=== Section Start ===

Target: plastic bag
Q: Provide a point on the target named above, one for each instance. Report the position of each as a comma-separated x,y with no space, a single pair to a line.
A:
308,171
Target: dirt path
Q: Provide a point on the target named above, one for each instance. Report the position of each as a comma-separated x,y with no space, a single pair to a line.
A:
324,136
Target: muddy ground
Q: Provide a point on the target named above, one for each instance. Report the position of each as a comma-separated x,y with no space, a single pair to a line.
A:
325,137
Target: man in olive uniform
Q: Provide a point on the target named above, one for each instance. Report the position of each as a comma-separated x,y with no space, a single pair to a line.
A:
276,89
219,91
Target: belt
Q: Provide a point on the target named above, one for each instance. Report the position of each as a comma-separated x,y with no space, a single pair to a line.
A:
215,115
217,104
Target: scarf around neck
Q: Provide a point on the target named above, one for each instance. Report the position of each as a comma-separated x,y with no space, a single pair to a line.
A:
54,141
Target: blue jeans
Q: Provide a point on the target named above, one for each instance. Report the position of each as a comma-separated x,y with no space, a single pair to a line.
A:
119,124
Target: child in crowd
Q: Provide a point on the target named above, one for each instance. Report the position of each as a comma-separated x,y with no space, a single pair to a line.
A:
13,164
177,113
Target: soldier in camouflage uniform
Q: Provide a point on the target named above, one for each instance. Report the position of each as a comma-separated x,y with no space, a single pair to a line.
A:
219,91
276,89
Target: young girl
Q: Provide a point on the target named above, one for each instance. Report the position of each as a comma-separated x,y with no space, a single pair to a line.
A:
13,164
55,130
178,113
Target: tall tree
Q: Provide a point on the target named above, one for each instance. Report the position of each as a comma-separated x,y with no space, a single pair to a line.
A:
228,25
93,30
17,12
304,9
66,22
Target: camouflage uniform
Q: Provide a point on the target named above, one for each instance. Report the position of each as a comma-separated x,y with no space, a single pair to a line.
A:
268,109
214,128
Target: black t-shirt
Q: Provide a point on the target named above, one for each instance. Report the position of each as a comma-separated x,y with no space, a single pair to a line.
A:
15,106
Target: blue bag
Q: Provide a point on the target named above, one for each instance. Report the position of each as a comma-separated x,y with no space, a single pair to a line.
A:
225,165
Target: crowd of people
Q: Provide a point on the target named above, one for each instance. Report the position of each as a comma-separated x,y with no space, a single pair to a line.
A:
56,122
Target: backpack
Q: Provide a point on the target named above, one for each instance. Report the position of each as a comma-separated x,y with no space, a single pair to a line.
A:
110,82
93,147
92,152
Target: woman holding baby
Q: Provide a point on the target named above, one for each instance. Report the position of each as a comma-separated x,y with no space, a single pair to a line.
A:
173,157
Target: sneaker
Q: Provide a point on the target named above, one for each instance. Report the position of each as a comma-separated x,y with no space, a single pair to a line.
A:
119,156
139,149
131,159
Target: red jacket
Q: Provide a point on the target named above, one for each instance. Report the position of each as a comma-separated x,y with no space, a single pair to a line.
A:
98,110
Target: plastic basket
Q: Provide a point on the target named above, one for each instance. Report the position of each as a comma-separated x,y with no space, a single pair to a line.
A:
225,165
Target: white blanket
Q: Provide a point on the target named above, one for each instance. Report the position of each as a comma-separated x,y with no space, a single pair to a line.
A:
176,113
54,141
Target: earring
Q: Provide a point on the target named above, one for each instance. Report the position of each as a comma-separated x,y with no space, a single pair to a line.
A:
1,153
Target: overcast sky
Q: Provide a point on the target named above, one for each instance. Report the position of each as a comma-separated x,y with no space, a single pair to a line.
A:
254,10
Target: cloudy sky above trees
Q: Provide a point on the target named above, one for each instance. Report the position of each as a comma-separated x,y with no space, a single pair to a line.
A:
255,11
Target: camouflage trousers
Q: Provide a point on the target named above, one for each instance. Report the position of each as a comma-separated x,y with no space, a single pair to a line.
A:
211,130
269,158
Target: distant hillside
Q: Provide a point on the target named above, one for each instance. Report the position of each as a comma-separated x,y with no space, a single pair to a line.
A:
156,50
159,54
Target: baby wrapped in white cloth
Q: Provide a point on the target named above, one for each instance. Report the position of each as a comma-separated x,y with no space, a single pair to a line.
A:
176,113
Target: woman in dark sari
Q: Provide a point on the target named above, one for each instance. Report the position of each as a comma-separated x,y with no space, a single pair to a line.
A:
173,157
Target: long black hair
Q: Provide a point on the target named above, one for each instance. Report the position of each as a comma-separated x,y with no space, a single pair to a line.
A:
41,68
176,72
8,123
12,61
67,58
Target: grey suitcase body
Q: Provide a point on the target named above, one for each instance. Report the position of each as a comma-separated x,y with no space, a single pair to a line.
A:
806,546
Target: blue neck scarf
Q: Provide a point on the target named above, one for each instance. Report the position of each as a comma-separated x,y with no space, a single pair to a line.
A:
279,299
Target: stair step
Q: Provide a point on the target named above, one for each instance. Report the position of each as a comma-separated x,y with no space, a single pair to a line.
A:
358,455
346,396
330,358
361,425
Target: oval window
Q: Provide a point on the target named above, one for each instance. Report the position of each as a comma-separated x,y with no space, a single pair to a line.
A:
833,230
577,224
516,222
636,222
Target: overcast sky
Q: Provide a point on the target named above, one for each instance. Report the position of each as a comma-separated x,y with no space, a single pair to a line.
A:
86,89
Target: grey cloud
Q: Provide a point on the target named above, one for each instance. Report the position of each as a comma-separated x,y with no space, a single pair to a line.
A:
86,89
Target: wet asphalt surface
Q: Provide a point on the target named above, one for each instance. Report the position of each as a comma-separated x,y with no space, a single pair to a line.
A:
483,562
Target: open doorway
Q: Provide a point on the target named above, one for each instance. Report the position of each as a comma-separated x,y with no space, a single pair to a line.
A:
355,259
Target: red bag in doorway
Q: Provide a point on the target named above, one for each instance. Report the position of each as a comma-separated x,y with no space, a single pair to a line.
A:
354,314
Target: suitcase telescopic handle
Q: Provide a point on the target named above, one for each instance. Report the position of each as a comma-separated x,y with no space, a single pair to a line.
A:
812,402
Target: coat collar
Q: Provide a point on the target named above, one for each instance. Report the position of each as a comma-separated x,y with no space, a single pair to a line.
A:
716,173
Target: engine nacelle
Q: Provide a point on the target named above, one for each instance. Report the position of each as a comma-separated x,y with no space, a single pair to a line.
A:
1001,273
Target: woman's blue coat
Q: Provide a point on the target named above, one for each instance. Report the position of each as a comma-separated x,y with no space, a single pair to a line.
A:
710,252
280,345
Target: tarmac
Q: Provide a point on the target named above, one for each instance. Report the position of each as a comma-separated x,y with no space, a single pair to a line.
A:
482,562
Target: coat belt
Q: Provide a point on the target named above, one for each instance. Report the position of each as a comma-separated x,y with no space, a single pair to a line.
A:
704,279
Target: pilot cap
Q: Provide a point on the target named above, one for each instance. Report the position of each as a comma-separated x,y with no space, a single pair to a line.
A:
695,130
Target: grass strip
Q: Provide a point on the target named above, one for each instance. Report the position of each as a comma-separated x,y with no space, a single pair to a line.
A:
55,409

=== Section End ===

WHAT NEEDS TO BE DONE
Repeat the material, keeping every word exactly as it is.

EXERCISE SOLUTION
Target: plastic bag
Q: Provide a point on the target named above, one for each instance. Report the position of each as a comma-separated x,y with no space, a single pair to a line.
A:
308,171
Target: dirt path
Q: Provide a point on the target named above, one for each instance. Report the position of each as a comma-separated x,y with no space, a single pair to a line.
A:
324,136
Target: muddy ground
Q: Provide a point on the target named above, one for each instance. Report the position of each as a comma-separated x,y with no space, a single pair to a line.
A:
325,137
Target: man in olive uniform
Q: Provide a point on the target named above, one for each instance. Report the position of each as a comma-separated x,y with no space, a single pair to a line.
A:
276,89
219,91
Target: belt
Q: Provide a point on the target named above, one for each instance. Report the position of each as a comma-separated x,y with no space, a single pair to a line.
A:
215,115
217,104
Target: scarf around neck
Q: Provide a point on the target named above, one for each instance. Report the position of each as a comma-separated x,y with no space, a single pair to a line.
A:
54,141
Target: blue jeans
Q: Provide a point on the target named above, one for each instance. Report the position of each as a comma-separated x,y with no space, a single pair to a line.
A:
119,124
Target: child in crowd
Q: Provide a point on the target named above, one for each instance. Report the position of each as a comma-separated x,y with no space, a single pair to a line.
A:
13,164
177,113
Target: soldier in camouflage uniform
Q: Provide a point on the target named above, one for each instance. Report the position of each as a comma-separated x,y with no space, a single pair to a line.
A:
219,91
276,89
Target: young girl
Q: Provide a point on the target named above, one for each instance. Report the position of each as a comma-separated x,y with no space, a single pair to a line.
A:
13,164
55,130
178,113
Target: tall tree
Q: Provide a point on the target named above, one for each instance. Report the position of each as a comma-separated x,y with no space, a single pair to a line.
A:
228,25
93,30
17,12
304,9
66,22
Target: camouflage uniform
Q: Provide a point on the target named above, one for each instance. Report the position of each as a comma-separated x,y with no space, a single pair to a line.
A:
268,109
214,128
Target: black t-shirt
Q: Provide a point on the target named above, one for each instance. Report the position of each as a comma-separated x,y with no space, a single pair to a line.
A:
15,106
Target: blue bag
Q: Provide a point on the target named above, one for each instance. Report the position of each as a comma-separated x,y with no space, a single pair to a line.
A:
225,165
Target: crowd of people
Q: Provide a point on the target named above, one for each instance. Report the position of each as a comma-separated x,y with no space, a single pair to a line.
A:
56,122
Target: backpack
Q: Provide a point on the target named above, one for each instance. Report the position of each as a comma-separated x,y with no space, a single pair to a line.
A:
110,82
93,147
92,152
Target: woman holding baby
Q: Provide a point on the target named above, one for each instance. Report the position of each as a comma-separated x,y with no space, a single pair to a line.
A:
173,157
Target: sneaker
Q: Provide a point on the target named above, one for each instance. Report the position of each as a comma-separated x,y with no space, a single pair to a line.
A:
119,156
139,149
131,159
Target: red jacket
Q: Provide a point on the target named above, one for each instance. Report the position of each as a comma-separated x,y with no space, a single pair to a line.
A:
98,110
Target: plastic basket
Q: Provide a point on the target named above, one for each instance. Report the position of each as a comma-separated x,y with no space, a single pair to a line.
A:
225,165
Target: white blanket
Q: Provide a point on the target named above, one for each instance. Report the position of each as a comma-separated x,y with no space, a single pair to a line.
A:
176,113
54,141
Target: earring
Q: Provide a point on the target named above, one for each instance. Report the position of each as a comma-separated x,y with no space, a single pair to a line.
A:
1,153
Target: overcast sky
Q: Provide a point on the target named above, one for each instance. Report the position of each as a comma-separated x,y with no space, a single pair to a line.
A:
254,10
Target: cloudy sky above trees
Q: Provide a point on the target named above, one for each instance. Report the position of each as a comma-separated x,y with no space, a single pair to a line.
A:
255,11
Target: camouflage trousers
Q: Provide a point on the target named above, one for each instance. Report the position of each as a comma-separated x,y with no space, a single pair to a line.
A:
211,130
269,158
Target: distant hillside
Q: Provide a point on the target named above, one for each instance. Report the position of each as a comma-separated x,y with no space, a single pair to a line.
A:
156,50
159,54
Target: baby wrapped in white cloth
Q: Provide a point on the target named above, one for each instance. Report the position of each as a comma-separated x,y with no space, a single pair to a line.
A:
176,113
Target: woman in dark sari
Q: Provide a point on the target named above, one for each instance. Report the position of each as a comma-separated x,y with no space, a single pair to a line.
A:
173,157
Target: long black hair
Q: Provide a point on the target named above, one for each instance. Report the position of each as a comma-separated x,y with no space, a single pair to a line.
A:
41,68
176,72
8,123
12,61
67,58
Target: grey suitcase body
Q: Provide a point on the target named above, one for each instance. Report the position of each as a comma-separated x,y with no space, a single pair to a line.
A:
806,546
Target: blue neck scarf
Q: Provide a point on the target named above, one for each instance. Report the position of each as a comma-separated x,y with no space, a single pair to a line.
A:
279,299
Target: stair step
Q: Provide a point on the target named above, one for each instance. Report the position of each as a comma-separated x,y with no space, a single pair to a line.
A:
358,455
346,396
330,358
361,425
Target: oval window
Q: Provide a point on the target named above, one for each instance. Report the position of each as a comma-separated x,y with no space, a single pair to a line.
A:
833,230
577,224
516,222
636,222
Target: overcast sky
Q: Provide a point on the target named above, one for each instance. Report the position of each as a comma-separated x,y with no space, a single pair to a line.
A:
86,89
Target: grey cloud
Q: Provide a point on the target named above, one for each instance. Report the position of each as a comma-separated x,y with no space, a single pair to a line.
A:
86,89
Target: wet asphalt surface
Q: Provide a point on the target named above, one for each instance. Report the position of each as a comma-separated x,y with no space, a single pair to a line.
A:
483,562
Target: open doorway
Q: Provide a point on the target named above, one for each instance. Report the position of each as a comma-separated x,y with no space, a single pair to a line.
A:
355,259
Target: red bag in doorway
Q: Provide a point on the target named above, one for each instance. Report the position of each as a comma-separated x,y with no space, a single pair to a line.
A:
354,314
Target: suitcase telescopic handle
Q: Provide a point on the target named above, one for each instance. Report the position of each as a comma-separated x,y with no space, a single pair to a line.
A:
812,402
Target: coat collar
Q: Provide a point on the target named above, one for each instance. Report the position of each as a comma-separated x,y with no space, a single pair to a line.
A:
716,173
Target: engine nacelle
Q: Provide a point on the target named above, one for each instance. Report the position of each as a comma-separated x,y with no space, a single pair to a line.
A:
1001,273
Target: woman's blue coat
Q: Provide a point on the target named above, one for each instance. Report the position of each as a comma-separated x,y with no space, a single pair to a line.
A:
710,252
280,345
Target: tarmac
Q: Provide a point on the target named above, one for each instance. Report the position of each as a comma-separated x,y with no space, a single pair to a line.
A:
482,562
Target: coat belt
Q: Provide a point on the target named above, one for each instance. Report the position of each as a comma-separated x,y with no space, a single pair to a line.
A:
704,279
Target: pilot cap
Q: Provide a point on the target named above, one for each instance. Report the position of each as a comma-separated x,y with no space, a single pair to a line.
A:
695,130
Target: grass strip
Q: Provide a point on the target named above, one for each instance. Report the position of each as a comma-separated x,y with no space, a single pair to a line.
A:
55,409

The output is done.